Science needs a new superhero

Carl Sagan died in 1996, yet he still lives in the hearts of those who knew him, whether personally or as the public celebrity he became.

Now the time has come for science to move on and find a new superhero, someone who can command both the public respect that Sagan did and challenge society for the better. Although Sagan was an agnostic who championed skepticism, he did not come across as openly hostile towards all religion, as Richard Dawkins does. Such hostility, even if justified, can turn gentle souls away from science. So who can possibly succeed Carl Sagan? Who can be the champion of reason, rationality, and tolerance for all?

────────────────

QUESTIONS →
1. Please write out the excerpt about Carl Sagan starting with "Carl Sagan died" and going on through "tolerance for all?".
2. Name every quality that the excerpt about Carl Sagan says the new champion of science should stand for.
The material that comes next plays no part here.

Dataset records
────────────────

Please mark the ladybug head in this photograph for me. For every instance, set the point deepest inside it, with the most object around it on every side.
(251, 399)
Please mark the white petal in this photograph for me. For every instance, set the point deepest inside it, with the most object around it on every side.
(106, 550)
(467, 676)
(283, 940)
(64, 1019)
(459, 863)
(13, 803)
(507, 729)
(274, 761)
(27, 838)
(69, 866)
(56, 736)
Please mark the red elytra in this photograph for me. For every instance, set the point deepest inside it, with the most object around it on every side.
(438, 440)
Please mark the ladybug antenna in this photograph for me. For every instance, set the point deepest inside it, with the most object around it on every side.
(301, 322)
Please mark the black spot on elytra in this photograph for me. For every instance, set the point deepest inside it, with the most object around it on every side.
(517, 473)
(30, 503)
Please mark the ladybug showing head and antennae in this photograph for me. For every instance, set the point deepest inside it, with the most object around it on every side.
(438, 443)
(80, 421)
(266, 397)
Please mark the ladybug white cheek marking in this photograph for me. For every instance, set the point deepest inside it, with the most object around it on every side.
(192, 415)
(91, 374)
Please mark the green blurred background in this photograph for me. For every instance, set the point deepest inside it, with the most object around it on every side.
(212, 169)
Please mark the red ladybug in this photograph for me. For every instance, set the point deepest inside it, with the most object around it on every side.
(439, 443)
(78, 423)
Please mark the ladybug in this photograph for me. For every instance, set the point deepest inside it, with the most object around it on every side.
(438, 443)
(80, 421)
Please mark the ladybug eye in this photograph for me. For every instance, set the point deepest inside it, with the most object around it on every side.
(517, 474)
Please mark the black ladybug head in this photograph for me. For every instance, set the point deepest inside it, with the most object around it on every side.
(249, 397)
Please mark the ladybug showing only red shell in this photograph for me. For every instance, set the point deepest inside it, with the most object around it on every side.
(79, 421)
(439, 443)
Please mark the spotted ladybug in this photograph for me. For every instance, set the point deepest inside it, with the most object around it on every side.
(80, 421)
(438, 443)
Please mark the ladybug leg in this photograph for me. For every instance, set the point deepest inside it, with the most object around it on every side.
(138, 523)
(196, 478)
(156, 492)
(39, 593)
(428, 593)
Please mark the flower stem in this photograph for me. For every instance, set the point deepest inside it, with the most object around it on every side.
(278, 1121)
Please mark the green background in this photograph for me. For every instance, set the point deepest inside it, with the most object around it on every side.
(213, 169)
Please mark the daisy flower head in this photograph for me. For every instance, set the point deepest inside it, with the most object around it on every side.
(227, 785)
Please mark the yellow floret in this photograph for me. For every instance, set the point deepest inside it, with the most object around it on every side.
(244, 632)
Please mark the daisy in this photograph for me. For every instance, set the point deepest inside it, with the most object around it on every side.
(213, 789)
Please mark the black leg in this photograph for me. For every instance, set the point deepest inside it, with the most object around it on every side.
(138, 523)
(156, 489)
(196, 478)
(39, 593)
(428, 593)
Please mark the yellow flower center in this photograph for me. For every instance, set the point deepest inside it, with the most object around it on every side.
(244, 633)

────────────────

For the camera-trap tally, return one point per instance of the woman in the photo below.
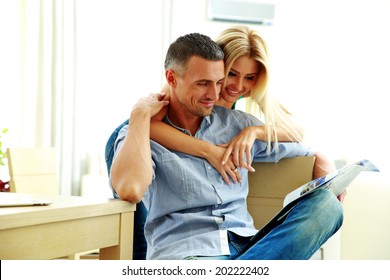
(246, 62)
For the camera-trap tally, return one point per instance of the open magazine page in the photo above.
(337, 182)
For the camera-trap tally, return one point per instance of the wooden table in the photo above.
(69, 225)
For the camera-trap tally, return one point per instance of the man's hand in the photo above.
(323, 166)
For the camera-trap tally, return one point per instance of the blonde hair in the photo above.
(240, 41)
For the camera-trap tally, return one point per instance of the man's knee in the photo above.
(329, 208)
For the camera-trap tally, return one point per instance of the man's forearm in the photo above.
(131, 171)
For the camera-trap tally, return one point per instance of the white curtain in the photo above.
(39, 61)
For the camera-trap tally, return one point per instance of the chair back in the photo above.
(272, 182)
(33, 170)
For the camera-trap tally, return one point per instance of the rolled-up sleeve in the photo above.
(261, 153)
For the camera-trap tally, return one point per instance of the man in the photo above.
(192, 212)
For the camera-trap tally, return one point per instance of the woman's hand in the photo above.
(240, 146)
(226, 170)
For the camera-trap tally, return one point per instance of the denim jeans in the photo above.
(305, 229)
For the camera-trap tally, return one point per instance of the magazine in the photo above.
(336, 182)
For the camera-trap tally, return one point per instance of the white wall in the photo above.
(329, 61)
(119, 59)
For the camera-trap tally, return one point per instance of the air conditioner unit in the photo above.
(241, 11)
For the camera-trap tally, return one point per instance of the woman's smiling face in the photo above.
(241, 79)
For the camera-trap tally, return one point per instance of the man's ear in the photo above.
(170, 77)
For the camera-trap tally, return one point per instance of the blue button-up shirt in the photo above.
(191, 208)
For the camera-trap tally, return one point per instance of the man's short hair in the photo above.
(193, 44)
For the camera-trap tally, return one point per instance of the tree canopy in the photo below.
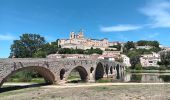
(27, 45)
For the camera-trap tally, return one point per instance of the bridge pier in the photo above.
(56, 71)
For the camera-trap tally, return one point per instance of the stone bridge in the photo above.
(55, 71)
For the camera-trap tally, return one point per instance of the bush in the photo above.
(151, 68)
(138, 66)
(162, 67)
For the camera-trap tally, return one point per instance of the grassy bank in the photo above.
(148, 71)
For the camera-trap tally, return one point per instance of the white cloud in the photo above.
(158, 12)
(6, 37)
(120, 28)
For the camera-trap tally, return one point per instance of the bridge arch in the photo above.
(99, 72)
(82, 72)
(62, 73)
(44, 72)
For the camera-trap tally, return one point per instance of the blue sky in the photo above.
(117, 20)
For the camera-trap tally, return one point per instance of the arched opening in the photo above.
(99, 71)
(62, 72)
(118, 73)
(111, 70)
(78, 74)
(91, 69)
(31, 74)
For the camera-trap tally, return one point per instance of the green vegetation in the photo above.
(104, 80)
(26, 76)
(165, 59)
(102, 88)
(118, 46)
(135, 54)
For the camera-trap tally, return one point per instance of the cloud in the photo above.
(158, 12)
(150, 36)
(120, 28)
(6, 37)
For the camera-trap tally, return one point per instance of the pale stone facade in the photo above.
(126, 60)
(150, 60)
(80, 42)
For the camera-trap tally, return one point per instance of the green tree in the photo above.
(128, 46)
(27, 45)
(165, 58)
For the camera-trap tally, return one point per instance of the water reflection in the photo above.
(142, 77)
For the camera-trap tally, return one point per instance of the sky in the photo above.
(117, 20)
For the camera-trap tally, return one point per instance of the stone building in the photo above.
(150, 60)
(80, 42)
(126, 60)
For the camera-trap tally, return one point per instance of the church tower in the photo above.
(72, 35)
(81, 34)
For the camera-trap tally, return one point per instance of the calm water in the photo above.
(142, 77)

────────────────

SOLUTIONS TO EACH TASK →
1.
Carl Sagan died in 1996, yet he still lives in the hearts of those who knew him, whether personally or as the public celebrity he became.

Now the time has come for science to move on and find a new superhero, someone who can command both the public respect that Sagan did and challenge society for the better. Although Sagan was an agnostic who championed skepticism, he did not come across as openly hostile towards all religion, as Richard Dawkins does. Such hostility, even if justified, can turn gentle souls away from science. So who can possibly succeed Carl Sagan? Who can be the champion of reason, rationality, and tolerance for all?

2. Reason, rationality, and tolerance for all.